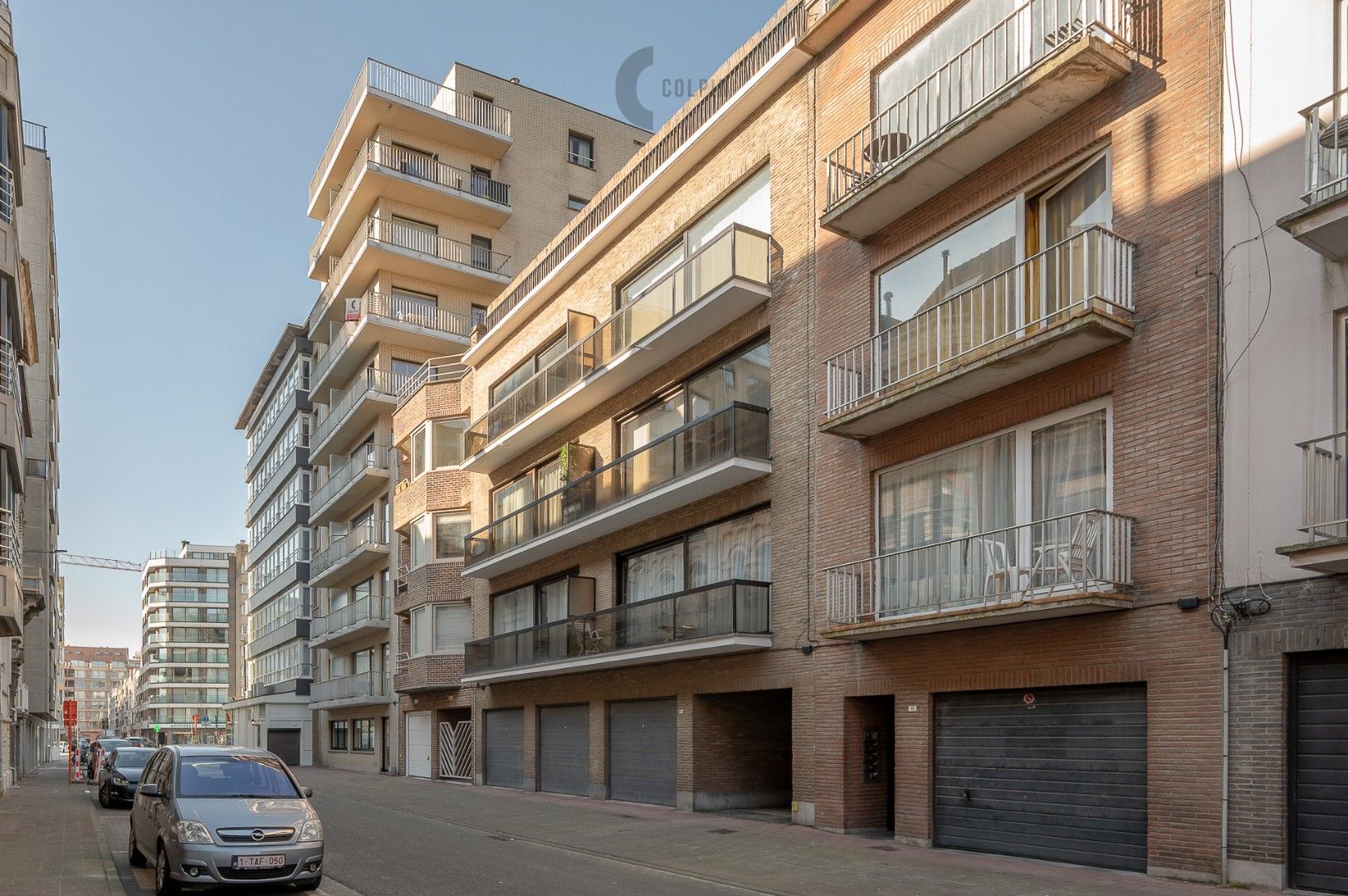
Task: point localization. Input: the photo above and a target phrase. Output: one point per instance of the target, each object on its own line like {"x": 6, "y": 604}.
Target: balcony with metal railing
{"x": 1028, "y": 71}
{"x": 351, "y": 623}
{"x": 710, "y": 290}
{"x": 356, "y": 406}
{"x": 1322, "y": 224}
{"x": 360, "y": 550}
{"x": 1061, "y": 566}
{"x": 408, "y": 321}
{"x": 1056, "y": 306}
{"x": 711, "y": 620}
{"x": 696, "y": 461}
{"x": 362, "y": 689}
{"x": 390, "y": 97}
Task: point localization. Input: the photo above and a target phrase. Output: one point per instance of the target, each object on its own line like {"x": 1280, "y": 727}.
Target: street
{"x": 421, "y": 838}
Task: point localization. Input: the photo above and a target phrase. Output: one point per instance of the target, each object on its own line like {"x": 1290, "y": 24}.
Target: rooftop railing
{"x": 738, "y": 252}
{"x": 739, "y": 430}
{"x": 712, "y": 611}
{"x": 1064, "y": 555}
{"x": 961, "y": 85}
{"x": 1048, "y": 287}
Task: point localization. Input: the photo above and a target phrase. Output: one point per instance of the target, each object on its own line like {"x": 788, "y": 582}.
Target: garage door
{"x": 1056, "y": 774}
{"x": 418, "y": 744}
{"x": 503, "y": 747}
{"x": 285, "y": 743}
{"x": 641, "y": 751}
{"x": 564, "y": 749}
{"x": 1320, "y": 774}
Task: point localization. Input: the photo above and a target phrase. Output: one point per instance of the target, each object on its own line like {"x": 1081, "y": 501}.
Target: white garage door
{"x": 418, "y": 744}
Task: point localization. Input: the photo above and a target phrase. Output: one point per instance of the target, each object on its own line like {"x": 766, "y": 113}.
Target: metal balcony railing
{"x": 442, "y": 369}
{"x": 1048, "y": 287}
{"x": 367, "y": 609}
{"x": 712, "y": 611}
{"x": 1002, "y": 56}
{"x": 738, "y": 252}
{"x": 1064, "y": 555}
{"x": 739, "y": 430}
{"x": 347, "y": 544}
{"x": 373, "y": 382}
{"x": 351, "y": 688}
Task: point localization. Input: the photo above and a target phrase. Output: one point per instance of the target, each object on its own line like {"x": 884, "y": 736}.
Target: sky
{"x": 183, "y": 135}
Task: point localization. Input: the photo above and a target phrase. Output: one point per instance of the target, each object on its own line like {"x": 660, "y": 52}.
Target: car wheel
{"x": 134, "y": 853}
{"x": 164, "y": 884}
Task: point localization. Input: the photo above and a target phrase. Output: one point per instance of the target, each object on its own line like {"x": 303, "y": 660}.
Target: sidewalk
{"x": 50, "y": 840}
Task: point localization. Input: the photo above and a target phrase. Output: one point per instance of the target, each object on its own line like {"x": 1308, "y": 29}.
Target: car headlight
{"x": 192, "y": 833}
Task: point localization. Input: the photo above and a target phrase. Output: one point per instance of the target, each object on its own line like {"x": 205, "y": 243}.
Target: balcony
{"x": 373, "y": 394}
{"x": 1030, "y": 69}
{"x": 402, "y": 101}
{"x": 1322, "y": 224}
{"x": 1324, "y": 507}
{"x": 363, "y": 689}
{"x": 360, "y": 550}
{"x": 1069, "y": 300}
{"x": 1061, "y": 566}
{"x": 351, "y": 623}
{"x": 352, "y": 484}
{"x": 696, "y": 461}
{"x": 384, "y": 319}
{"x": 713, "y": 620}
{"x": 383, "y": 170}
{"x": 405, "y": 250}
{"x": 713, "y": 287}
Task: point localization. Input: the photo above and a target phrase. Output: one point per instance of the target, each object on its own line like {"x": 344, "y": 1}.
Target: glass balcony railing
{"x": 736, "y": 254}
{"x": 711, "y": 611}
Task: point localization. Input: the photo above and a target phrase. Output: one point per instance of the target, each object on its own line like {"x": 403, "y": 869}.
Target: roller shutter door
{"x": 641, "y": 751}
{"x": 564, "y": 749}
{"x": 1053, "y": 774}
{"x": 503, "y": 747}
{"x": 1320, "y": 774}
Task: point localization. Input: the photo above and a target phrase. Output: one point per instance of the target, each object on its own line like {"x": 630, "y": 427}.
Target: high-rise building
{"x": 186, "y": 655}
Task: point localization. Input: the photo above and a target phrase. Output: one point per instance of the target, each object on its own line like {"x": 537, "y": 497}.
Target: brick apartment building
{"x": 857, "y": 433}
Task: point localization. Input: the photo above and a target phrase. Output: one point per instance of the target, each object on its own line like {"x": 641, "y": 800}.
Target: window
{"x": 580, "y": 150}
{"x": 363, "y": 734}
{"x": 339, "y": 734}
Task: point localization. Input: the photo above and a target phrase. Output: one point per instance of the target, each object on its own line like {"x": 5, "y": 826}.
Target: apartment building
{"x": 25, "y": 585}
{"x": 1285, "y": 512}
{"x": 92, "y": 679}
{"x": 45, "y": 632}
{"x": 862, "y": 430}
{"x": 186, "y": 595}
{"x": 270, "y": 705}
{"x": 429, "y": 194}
####
* [Task item]: Give the entries above again word for word, without any pictures.

* [Answer below]:
Task: point localization. Input: the photo above and a target phrase. Output: one point per instance of the target, each object on its own line like {"x": 6, "y": 604}.
Target: balcony with metal railing
{"x": 1028, "y": 71}
{"x": 351, "y": 623}
{"x": 710, "y": 290}
{"x": 356, "y": 406}
{"x": 1322, "y": 224}
{"x": 360, "y": 550}
{"x": 1061, "y": 566}
{"x": 408, "y": 321}
{"x": 1056, "y": 306}
{"x": 711, "y": 620}
{"x": 696, "y": 461}
{"x": 362, "y": 689}
{"x": 390, "y": 97}
Task: point localization. Input: the photo above and a target phrase. Output: one point per instance of the target, each object on its own line like {"x": 1280, "y": 727}.
Target: street
{"x": 421, "y": 838}
Task: point localization. Input: the photo above and a target phrase. Output: one point per instance of the target, each object on its own line like {"x": 1290, "y": 24}.
Target: rooftop railing
{"x": 738, "y": 252}
{"x": 739, "y": 430}
{"x": 712, "y": 611}
{"x": 1064, "y": 555}
{"x": 961, "y": 85}
{"x": 1048, "y": 287}
Task: point localization. Input: the photo above and a target phrase. Output: one point per instance of the target, each object on its own line like {"x": 788, "y": 582}.
Target: garage door
{"x": 1056, "y": 774}
{"x": 418, "y": 744}
{"x": 503, "y": 747}
{"x": 285, "y": 743}
{"x": 641, "y": 751}
{"x": 564, "y": 749}
{"x": 1320, "y": 774}
Task: point localization. Input: the photo above and a target phrase. Output: one point per instance of the target, each object on its own line like {"x": 1081, "y": 501}.
Target: white garage door
{"x": 418, "y": 744}
Task: point localization. Input: the photo above and a target phrase. Output: one point per instance of the target, each object on its own line like {"x": 766, "y": 113}.
Target: metal balcony railing
{"x": 442, "y": 369}
{"x": 1048, "y": 287}
{"x": 367, "y": 609}
{"x": 712, "y": 611}
{"x": 1002, "y": 56}
{"x": 738, "y": 252}
{"x": 1064, "y": 555}
{"x": 739, "y": 430}
{"x": 347, "y": 544}
{"x": 373, "y": 382}
{"x": 351, "y": 688}
Task: point localization. Input: the photo above and a target phrase. Output: one point per instance of the target, each object on its own line like {"x": 884, "y": 736}.
Target: sky
{"x": 183, "y": 135}
Task: point localization. Input: the photo above and a target phrase. Output: one point per instance of the target, each object on its own line like {"x": 660, "y": 52}.
Target: car wheel
{"x": 134, "y": 853}
{"x": 164, "y": 884}
Task: point localization. Input: the photo above and a target phrase. Output: one point per instance of the target, each object on its own line like {"x": 303, "y": 660}.
Target: sidewalk
{"x": 50, "y": 840}
Task: point localization. Input: the photo above and a target phrase. Output: one point per instance of the target, each object on its own line like {"x": 1308, "y": 29}.
Target: car headlight
{"x": 192, "y": 833}
Task: point localization. Input: the photo above and a target phrase. Output: one point per instance of the target, each object on its own line like {"x": 205, "y": 243}.
Target: balcony
{"x": 373, "y": 394}
{"x": 1030, "y": 69}
{"x": 402, "y": 101}
{"x": 1322, "y": 224}
{"x": 1324, "y": 507}
{"x": 363, "y": 689}
{"x": 360, "y": 550}
{"x": 1069, "y": 300}
{"x": 1061, "y": 566}
{"x": 351, "y": 623}
{"x": 352, "y": 484}
{"x": 696, "y": 461}
{"x": 384, "y": 319}
{"x": 713, "y": 620}
{"x": 383, "y": 170}
{"x": 405, "y": 250}
{"x": 713, "y": 287}
Task: point localization. Input: the photo above and a target phrase. Output: one point per instance of the target, each object on its own line like {"x": 344, "y": 1}.
Target: glass balcony railing
{"x": 736, "y": 254}
{"x": 711, "y": 611}
Task: point localization. Input: the photo above and a target phrase. Output: one point per instance of the target, each object on its own line like {"x": 403, "y": 869}.
Target: roller shutter door
{"x": 641, "y": 751}
{"x": 564, "y": 749}
{"x": 1053, "y": 774}
{"x": 503, "y": 747}
{"x": 1320, "y": 774}
Task: point localization. Input: the photo above and a target phrase. Output: one point per instance of the target, each object on its own line like {"x": 630, "y": 427}.
Target: high-rise building
{"x": 186, "y": 655}
Task: point localization. Input: the photo above and a target phrase. Output: one point per instance of the target, each object on its own line like {"x": 537, "y": 497}.
Target: brick apartment building
{"x": 857, "y": 433}
Task: point localization. Input: the photo above and a target phrase. Output: one point per instance of the target, each object on its own line like {"x": 641, "y": 800}.
Target: window
{"x": 580, "y": 150}
{"x": 363, "y": 734}
{"x": 339, "y": 734}
Task: point localization. Input: the photo above and a target phrase. Output: one point per instance of the target, each object on its own line like {"x": 5, "y": 826}.
Target: apartment building
{"x": 25, "y": 585}
{"x": 1285, "y": 512}
{"x": 92, "y": 679}
{"x": 45, "y": 632}
{"x": 862, "y": 430}
{"x": 186, "y": 595}
{"x": 270, "y": 705}
{"x": 429, "y": 194}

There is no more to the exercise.